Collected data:
════════════════════

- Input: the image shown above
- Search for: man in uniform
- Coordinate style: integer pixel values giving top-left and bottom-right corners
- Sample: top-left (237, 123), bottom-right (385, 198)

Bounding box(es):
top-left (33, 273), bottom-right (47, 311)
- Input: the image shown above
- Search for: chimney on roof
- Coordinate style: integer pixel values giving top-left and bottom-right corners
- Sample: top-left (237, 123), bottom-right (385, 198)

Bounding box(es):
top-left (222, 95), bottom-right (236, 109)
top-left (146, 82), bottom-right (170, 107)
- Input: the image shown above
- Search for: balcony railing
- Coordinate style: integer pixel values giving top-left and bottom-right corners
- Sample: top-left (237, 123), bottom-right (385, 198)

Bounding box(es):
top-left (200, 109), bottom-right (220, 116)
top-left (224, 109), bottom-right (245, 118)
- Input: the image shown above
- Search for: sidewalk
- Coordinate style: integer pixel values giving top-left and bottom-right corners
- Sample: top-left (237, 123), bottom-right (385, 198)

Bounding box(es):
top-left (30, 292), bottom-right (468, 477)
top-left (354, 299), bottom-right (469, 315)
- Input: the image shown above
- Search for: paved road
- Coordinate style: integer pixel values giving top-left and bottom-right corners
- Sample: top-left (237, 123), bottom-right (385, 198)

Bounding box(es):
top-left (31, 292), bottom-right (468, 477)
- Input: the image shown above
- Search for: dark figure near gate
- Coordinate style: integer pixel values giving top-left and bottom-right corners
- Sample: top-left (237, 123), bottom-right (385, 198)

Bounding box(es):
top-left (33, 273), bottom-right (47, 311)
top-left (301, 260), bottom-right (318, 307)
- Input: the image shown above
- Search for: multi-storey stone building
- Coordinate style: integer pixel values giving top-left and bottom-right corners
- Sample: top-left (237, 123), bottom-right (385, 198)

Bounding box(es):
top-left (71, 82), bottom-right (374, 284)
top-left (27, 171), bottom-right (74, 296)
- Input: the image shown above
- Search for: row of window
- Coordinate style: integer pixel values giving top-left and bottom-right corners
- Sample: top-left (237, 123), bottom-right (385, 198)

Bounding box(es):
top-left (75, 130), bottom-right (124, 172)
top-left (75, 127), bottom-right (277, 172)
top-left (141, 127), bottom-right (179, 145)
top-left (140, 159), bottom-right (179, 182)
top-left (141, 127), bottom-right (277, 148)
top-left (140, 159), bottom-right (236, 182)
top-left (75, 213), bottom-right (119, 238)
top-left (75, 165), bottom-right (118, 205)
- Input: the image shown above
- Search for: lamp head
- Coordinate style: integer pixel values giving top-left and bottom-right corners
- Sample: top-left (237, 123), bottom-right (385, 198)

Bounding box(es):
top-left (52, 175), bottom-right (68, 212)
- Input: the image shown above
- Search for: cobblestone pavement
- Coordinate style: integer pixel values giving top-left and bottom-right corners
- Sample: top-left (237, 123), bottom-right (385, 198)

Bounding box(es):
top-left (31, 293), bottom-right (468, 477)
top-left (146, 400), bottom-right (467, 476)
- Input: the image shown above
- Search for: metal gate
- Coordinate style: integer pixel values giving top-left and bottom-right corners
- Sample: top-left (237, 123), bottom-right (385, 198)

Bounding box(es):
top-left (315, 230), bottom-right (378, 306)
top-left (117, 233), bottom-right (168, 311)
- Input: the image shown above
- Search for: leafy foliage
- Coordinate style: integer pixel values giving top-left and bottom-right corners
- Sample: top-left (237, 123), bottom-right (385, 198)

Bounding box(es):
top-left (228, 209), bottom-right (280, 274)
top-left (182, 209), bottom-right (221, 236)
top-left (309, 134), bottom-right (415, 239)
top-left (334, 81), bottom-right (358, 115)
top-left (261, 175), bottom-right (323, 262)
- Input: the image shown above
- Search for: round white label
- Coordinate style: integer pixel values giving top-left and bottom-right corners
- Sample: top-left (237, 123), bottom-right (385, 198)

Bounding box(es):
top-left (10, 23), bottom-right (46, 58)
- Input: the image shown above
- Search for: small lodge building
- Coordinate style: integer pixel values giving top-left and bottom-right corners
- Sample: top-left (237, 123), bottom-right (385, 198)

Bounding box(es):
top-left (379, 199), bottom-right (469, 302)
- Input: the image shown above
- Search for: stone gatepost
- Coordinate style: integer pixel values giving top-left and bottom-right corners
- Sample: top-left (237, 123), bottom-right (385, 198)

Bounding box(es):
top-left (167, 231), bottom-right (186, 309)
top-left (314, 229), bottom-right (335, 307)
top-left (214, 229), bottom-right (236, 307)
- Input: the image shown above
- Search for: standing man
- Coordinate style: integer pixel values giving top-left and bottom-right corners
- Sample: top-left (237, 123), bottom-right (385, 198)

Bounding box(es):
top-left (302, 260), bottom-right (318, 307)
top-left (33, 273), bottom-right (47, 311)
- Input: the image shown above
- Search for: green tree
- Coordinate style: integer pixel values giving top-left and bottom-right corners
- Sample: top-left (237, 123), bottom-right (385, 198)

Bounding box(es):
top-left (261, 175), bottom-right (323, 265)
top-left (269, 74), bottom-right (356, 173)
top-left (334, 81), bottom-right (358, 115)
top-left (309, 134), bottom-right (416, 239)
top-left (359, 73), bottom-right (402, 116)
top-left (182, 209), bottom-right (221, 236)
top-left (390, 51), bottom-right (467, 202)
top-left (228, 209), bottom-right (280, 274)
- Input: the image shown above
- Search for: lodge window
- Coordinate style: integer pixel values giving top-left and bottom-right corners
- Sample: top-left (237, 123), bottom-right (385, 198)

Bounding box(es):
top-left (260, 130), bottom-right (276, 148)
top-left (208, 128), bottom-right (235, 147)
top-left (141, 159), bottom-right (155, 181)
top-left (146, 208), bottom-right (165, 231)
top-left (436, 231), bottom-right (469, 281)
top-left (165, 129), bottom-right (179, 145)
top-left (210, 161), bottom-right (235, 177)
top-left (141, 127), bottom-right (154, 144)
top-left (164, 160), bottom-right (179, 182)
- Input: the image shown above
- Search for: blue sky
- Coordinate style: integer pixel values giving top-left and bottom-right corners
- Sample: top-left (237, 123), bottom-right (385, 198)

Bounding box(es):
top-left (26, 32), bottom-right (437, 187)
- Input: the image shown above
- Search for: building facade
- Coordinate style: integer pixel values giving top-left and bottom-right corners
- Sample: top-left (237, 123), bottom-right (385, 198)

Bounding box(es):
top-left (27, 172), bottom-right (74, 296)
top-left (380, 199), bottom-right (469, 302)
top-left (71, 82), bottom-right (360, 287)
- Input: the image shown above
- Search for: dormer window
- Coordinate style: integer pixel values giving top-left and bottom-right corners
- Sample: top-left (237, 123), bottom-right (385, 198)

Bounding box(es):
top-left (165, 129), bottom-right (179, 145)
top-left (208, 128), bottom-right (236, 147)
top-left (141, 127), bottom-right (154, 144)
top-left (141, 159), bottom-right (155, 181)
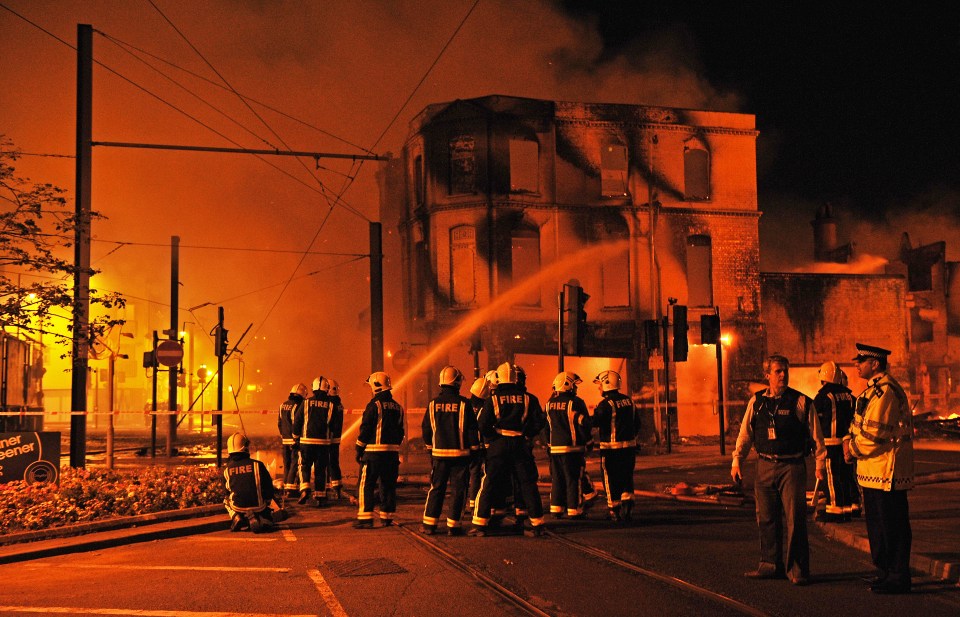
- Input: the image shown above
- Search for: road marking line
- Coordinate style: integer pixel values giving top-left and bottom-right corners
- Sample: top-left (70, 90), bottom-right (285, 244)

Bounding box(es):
top-left (0, 606), bottom-right (316, 617)
top-left (25, 562), bottom-right (290, 573)
top-left (307, 570), bottom-right (348, 617)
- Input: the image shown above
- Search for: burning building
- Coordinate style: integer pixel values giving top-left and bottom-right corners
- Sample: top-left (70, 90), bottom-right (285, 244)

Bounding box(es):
top-left (380, 96), bottom-right (765, 434)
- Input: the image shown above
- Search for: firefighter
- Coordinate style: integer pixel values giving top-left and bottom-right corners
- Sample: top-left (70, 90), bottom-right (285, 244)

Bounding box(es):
top-left (421, 366), bottom-right (480, 536)
top-left (467, 377), bottom-right (490, 512)
top-left (326, 379), bottom-right (343, 501)
top-left (277, 383), bottom-right (307, 497)
top-left (223, 433), bottom-right (273, 533)
top-left (470, 362), bottom-right (546, 536)
top-left (843, 343), bottom-right (914, 594)
top-left (354, 371), bottom-right (404, 529)
top-left (593, 371), bottom-right (640, 522)
top-left (813, 361), bottom-right (859, 523)
top-left (293, 377), bottom-right (333, 507)
top-left (544, 371), bottom-right (590, 519)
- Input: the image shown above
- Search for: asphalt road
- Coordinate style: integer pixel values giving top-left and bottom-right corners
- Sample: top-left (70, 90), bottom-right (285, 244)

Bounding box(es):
top-left (0, 476), bottom-right (960, 617)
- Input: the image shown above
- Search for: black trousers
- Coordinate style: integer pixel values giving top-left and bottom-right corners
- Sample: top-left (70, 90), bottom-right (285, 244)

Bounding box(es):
top-left (863, 487), bottom-right (913, 584)
top-left (357, 452), bottom-right (400, 521)
top-left (423, 456), bottom-right (470, 528)
top-left (473, 437), bottom-right (543, 527)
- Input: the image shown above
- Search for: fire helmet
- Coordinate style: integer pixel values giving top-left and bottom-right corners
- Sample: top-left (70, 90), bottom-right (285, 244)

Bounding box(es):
top-left (513, 364), bottom-right (527, 386)
top-left (593, 371), bottom-right (620, 392)
top-left (819, 360), bottom-right (840, 383)
top-left (365, 371), bottom-right (393, 394)
top-left (440, 366), bottom-right (463, 388)
top-left (470, 377), bottom-right (490, 398)
top-left (227, 433), bottom-right (250, 454)
top-left (313, 377), bottom-right (330, 394)
top-left (290, 383), bottom-right (310, 398)
top-left (553, 371), bottom-right (583, 392)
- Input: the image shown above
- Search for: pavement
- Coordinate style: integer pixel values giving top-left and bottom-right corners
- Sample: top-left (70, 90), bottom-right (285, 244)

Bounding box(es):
top-left (0, 440), bottom-right (960, 585)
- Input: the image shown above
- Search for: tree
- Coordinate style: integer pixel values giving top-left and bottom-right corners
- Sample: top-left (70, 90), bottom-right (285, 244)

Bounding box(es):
top-left (0, 134), bottom-right (126, 356)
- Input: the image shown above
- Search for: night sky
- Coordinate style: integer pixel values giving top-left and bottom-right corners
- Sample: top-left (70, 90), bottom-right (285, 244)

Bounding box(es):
top-left (0, 0), bottom-right (960, 402)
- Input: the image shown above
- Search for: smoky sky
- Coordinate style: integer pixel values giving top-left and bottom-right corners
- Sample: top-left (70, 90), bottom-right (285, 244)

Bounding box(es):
top-left (0, 0), bottom-right (960, 405)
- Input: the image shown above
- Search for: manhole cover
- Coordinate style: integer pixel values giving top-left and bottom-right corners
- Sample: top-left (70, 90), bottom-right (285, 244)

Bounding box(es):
top-left (323, 557), bottom-right (406, 577)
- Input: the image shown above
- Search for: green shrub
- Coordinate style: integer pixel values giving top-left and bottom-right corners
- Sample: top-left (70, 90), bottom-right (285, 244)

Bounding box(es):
top-left (0, 466), bottom-right (227, 534)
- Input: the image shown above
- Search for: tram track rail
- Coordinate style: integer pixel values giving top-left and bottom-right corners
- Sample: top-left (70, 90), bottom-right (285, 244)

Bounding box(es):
top-left (398, 523), bottom-right (770, 617)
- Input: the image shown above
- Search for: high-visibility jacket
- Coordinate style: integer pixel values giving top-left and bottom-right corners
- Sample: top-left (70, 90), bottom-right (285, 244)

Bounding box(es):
top-left (545, 392), bottom-right (590, 454)
top-left (845, 373), bottom-right (914, 491)
top-left (421, 386), bottom-right (480, 458)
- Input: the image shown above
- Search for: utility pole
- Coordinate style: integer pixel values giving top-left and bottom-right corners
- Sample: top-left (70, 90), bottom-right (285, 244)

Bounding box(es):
top-left (370, 223), bottom-right (383, 373)
top-left (167, 236), bottom-right (180, 457)
top-left (70, 24), bottom-right (93, 467)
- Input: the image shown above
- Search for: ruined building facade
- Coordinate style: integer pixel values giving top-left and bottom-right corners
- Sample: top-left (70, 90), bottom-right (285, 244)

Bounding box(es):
top-left (381, 96), bottom-right (764, 430)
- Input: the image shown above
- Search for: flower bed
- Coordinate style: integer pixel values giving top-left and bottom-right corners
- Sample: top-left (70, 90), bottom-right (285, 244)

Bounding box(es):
top-left (0, 466), bottom-right (226, 534)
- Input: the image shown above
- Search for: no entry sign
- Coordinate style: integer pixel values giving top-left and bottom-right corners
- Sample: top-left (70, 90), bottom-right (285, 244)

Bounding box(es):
top-left (157, 341), bottom-right (183, 366)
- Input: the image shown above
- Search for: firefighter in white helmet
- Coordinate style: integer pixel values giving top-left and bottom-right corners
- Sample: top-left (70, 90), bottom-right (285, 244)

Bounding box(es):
top-left (354, 371), bottom-right (404, 529)
top-left (223, 433), bottom-right (273, 533)
top-left (471, 362), bottom-right (545, 536)
top-left (327, 379), bottom-right (343, 501)
top-left (545, 371), bottom-right (590, 519)
top-left (467, 377), bottom-right (490, 512)
top-left (813, 361), bottom-right (860, 523)
top-left (421, 366), bottom-right (480, 536)
top-left (593, 371), bottom-right (640, 522)
top-left (293, 377), bottom-right (333, 507)
top-left (277, 383), bottom-right (308, 497)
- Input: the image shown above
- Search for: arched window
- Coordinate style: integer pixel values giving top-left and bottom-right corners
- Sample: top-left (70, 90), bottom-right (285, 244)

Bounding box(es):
top-left (687, 235), bottom-right (713, 306)
top-left (450, 225), bottom-right (477, 307)
top-left (600, 143), bottom-right (627, 197)
top-left (683, 140), bottom-right (710, 201)
top-left (510, 225), bottom-right (540, 306)
top-left (510, 139), bottom-right (540, 193)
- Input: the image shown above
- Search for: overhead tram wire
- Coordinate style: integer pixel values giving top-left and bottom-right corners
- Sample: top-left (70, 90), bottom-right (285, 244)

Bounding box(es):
top-left (101, 33), bottom-right (375, 158)
top-left (147, 0), bottom-right (372, 346)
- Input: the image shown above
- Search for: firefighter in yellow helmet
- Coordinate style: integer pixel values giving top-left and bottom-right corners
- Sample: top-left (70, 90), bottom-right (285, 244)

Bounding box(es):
top-left (470, 362), bottom-right (545, 536)
top-left (354, 371), bottom-right (404, 529)
top-left (813, 361), bottom-right (860, 523)
top-left (277, 383), bottom-right (308, 497)
top-left (545, 371), bottom-right (590, 519)
top-left (223, 433), bottom-right (273, 533)
top-left (421, 366), bottom-right (480, 536)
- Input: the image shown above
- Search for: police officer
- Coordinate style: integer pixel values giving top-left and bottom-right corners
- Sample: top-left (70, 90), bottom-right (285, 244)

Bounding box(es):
top-left (277, 383), bottom-right (307, 497)
top-left (293, 377), bottom-right (333, 507)
top-left (843, 343), bottom-right (914, 594)
top-left (730, 355), bottom-right (827, 585)
top-left (421, 366), bottom-right (480, 536)
top-left (593, 371), bottom-right (640, 522)
top-left (813, 361), bottom-right (859, 523)
top-left (470, 362), bottom-right (545, 536)
top-left (223, 433), bottom-right (273, 533)
top-left (467, 377), bottom-right (490, 511)
top-left (354, 371), bottom-right (404, 529)
top-left (327, 379), bottom-right (343, 501)
top-left (545, 371), bottom-right (590, 519)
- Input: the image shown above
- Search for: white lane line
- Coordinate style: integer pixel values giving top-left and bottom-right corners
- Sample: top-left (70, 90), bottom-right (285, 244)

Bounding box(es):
top-left (23, 562), bottom-right (290, 572)
top-left (0, 605), bottom-right (316, 617)
top-left (307, 570), bottom-right (349, 617)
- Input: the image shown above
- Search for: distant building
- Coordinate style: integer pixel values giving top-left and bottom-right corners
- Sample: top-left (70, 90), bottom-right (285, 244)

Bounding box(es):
top-left (380, 96), bottom-right (765, 432)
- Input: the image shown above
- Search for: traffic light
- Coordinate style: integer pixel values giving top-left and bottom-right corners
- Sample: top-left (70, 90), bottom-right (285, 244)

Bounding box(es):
top-left (643, 319), bottom-right (660, 350)
top-left (213, 328), bottom-right (228, 357)
top-left (700, 315), bottom-right (720, 345)
top-left (673, 304), bottom-right (689, 362)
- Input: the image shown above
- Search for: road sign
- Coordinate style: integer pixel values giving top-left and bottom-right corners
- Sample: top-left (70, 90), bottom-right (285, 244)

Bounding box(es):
top-left (157, 341), bottom-right (183, 366)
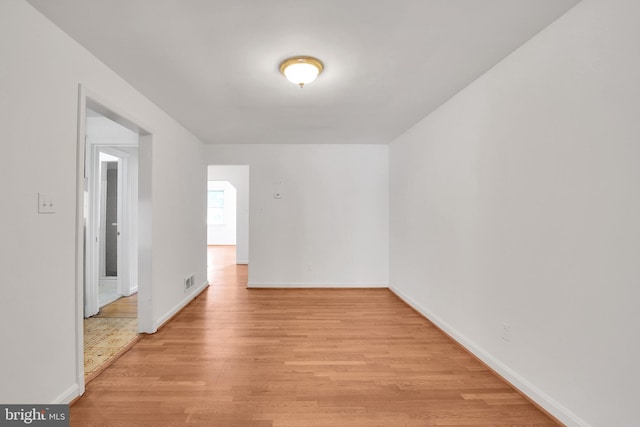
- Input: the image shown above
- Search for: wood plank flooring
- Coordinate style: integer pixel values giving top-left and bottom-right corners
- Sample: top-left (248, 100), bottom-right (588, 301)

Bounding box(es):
top-left (71, 248), bottom-right (557, 427)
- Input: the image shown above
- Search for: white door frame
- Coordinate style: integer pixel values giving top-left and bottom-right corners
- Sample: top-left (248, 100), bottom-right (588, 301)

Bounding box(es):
top-left (75, 84), bottom-right (156, 395)
top-left (84, 144), bottom-right (137, 317)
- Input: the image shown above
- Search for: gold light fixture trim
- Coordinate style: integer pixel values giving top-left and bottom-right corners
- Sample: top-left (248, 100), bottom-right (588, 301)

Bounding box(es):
top-left (280, 56), bottom-right (324, 88)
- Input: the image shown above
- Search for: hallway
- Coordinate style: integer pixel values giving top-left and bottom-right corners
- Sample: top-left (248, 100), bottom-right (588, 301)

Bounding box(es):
top-left (71, 247), bottom-right (556, 427)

════════════════════

### STATED TASK
How many of the lines above contain the word "helmet"? Case counts. Reply with the number only.

### EXPECTED ANSWER
3